- Extrait:
***
Notons encore ceci : les débuts sont rêveurs, ils décrivent un état, une image arrêtée, ils sont suivis par la lenteur : prendre le temps de réfléchir, de cerner son objet. Et soudain le récit s’accélère, fait silence sur certains épisodes essentiels ou s’attarde au contraire sur d’autres, mais sans abandonner l’ellipse, de sorte que le lecteur est happé jusqu’au bout par le sort de la mère, la question de savoir quel est le drame qu’elle a vécu et ce qu’y peut la fille. Celle-ci se protège mais elle agit par l’écriture, insérant dans la trame de l’histoire qu’elle raconte, celle de la mère, celle de Pippa Bacca, la critique d’une certaine condition féminine, mais de manière discrète, comme un motif si évident qu’elle n’y insiste pas. Il faudrait, nous dit-elle, que les filles aient appris à crier, ce qui les aiderait à sortir de « l’incarcération domestique ».

Il est d’autres auteurs qui se servent d’un mythe, d’un personnage connu pour se conter eux-mêmes, mais jamais, il me semble, comme Nathalie Léger, qui emprunte probablement l’art de se dédoubler et de faire référence à la fois au théâtre, au cinéma, à son travail sur les archives (en l’occurrence, celles de l’IMEC où elle travaille depuis longtemps et qu’elle dirige désormais). Peu, en tout cas, le pratiquent avec cette perfection, cette hauteur presque aristocratique et cette fièvre intime, qui donne à ces trois livres leur impulsion, leur caractère indiscutable, comme s’ils obéissaient à un ordre secret, à une instance exigeante et quasi dévorante.

La fin est magnifique dans sa version tragique pour l’Italienne en robe blanche montrée comme une séquence de film, à la manière de quelques grands Américains (Lynch, Coppola, Kubrick ?) ; dans sa version modeste ô combien efficace pour l’épouse humiliée. « C’est cette solitude pleine d’effroi et de cris retenus, Justice ! Justice !, c’est cette solitude souffreteuse comme une peau tuméfiée à force d’outrages qui me fait écrire. » Il y a une victoire. De la littérature ? D’une quête de soi qui trouve son objet et son apaisement ? Au lecteur d’en juger.
***
- Enregistrements:

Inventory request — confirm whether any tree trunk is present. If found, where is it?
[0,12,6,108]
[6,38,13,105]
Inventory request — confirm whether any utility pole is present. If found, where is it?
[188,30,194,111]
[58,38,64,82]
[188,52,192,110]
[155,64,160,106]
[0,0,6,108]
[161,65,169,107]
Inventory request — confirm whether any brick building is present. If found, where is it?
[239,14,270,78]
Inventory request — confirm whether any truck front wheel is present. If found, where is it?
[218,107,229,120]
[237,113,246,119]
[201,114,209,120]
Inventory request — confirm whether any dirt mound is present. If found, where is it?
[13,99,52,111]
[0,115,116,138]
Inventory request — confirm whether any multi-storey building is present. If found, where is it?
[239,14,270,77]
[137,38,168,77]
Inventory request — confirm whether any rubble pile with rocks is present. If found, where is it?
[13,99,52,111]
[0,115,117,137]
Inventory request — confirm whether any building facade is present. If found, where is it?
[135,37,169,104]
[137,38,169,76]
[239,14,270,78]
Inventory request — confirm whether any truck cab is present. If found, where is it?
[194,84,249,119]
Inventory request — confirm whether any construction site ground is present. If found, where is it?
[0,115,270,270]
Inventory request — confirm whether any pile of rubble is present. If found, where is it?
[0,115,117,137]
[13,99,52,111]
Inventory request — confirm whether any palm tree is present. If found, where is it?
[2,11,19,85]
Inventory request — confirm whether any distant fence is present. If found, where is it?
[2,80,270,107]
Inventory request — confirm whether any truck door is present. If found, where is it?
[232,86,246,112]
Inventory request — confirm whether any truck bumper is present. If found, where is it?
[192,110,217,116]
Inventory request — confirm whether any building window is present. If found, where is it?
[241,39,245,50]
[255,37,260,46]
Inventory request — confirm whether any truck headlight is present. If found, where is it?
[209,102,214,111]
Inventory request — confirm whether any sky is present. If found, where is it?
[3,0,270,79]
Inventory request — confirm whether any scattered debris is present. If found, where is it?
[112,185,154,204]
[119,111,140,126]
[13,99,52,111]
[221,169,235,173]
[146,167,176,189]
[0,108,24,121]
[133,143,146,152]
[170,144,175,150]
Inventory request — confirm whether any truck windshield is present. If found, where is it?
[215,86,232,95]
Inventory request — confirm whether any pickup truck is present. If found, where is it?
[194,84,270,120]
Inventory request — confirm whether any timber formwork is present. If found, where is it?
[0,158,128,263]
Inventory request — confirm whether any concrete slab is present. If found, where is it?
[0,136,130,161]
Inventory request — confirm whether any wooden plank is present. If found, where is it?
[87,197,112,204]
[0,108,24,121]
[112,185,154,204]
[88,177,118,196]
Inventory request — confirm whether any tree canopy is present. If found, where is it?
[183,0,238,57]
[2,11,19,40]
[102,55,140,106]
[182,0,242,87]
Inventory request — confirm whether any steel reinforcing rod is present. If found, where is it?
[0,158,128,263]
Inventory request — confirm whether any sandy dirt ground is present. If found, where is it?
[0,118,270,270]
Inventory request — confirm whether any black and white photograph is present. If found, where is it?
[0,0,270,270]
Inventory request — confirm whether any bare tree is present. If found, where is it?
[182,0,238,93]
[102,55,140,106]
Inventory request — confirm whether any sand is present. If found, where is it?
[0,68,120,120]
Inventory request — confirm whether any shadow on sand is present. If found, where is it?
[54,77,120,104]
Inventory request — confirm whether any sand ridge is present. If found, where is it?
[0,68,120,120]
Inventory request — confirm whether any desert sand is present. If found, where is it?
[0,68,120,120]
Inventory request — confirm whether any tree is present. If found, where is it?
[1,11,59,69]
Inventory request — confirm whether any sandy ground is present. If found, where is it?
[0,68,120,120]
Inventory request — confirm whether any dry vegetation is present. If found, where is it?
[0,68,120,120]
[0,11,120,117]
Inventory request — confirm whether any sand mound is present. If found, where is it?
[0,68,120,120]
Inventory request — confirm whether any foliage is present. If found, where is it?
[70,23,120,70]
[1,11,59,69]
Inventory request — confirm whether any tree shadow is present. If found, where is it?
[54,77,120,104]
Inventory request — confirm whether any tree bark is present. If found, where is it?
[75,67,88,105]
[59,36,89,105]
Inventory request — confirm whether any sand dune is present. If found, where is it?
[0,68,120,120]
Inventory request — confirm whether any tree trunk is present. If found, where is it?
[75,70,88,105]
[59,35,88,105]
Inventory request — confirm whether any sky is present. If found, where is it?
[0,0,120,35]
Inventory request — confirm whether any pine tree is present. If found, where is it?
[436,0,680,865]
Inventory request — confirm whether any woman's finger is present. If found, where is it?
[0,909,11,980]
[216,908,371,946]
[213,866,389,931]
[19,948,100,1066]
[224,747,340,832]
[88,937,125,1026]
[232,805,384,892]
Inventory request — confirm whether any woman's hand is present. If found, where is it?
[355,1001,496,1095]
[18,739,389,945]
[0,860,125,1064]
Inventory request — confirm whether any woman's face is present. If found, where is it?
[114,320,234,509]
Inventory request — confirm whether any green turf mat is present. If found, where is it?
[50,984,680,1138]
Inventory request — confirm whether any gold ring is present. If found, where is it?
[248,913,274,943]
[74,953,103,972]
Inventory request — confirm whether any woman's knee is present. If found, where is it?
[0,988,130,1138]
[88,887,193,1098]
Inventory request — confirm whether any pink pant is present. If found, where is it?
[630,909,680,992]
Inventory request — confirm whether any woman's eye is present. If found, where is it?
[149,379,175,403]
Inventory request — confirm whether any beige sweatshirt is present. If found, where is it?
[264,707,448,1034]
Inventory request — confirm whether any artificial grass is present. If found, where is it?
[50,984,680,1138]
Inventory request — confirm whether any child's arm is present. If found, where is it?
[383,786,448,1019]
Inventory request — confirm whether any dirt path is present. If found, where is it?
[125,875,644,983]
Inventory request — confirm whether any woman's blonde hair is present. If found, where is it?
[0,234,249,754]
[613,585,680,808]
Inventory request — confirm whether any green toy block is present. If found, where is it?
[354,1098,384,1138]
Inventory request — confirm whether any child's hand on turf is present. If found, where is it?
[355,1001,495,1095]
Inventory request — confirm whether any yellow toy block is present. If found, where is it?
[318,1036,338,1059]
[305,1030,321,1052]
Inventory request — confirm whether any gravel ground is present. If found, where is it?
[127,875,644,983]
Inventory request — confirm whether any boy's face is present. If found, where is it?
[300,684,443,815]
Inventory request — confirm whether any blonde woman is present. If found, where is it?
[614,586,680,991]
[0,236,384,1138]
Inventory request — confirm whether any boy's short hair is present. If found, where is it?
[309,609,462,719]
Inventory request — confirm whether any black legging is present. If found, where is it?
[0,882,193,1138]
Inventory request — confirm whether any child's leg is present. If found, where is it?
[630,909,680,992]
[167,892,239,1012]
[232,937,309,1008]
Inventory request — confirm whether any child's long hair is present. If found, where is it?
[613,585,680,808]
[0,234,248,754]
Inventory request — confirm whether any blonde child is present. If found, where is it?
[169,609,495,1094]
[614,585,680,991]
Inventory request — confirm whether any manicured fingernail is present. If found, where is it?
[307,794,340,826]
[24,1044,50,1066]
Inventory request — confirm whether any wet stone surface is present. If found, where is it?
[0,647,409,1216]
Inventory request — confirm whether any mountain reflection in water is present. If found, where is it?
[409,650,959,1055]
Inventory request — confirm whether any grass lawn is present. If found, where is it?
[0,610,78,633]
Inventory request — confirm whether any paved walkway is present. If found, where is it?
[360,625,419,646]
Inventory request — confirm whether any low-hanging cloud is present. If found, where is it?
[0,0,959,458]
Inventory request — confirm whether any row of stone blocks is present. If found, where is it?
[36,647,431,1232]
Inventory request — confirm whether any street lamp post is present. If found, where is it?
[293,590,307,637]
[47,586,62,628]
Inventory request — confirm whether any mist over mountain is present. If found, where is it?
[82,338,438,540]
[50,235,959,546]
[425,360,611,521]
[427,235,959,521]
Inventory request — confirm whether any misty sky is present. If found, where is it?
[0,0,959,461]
***
- Défi:
Recopiez à l'identique le passage de l'extrait qui va de « La fin est magnifique » à « lecteur d’en juger. ».

- Réponse complète:
La fin est magnifique dans sa version tragique pour l’Italienne en robe blanche montrée comme une séquence de film, à la manière de quelques grands Américains (Lynch, Coppola, Kubrick ?) ; dans sa version modeste ô combien efficace pour l’épouse humiliée. « C’est cette solitude pleine d’effroi et de cris retenus, Justice ! Justice !, c’est cette solitude souffreteuse comme une peau tuméfiée à force d’outrages qui me fait écrire. » Il y a une victoire. De la littérature ? D’une quête de soi qui trouve son objet et son apaisement ? Au lecteur d’en juger.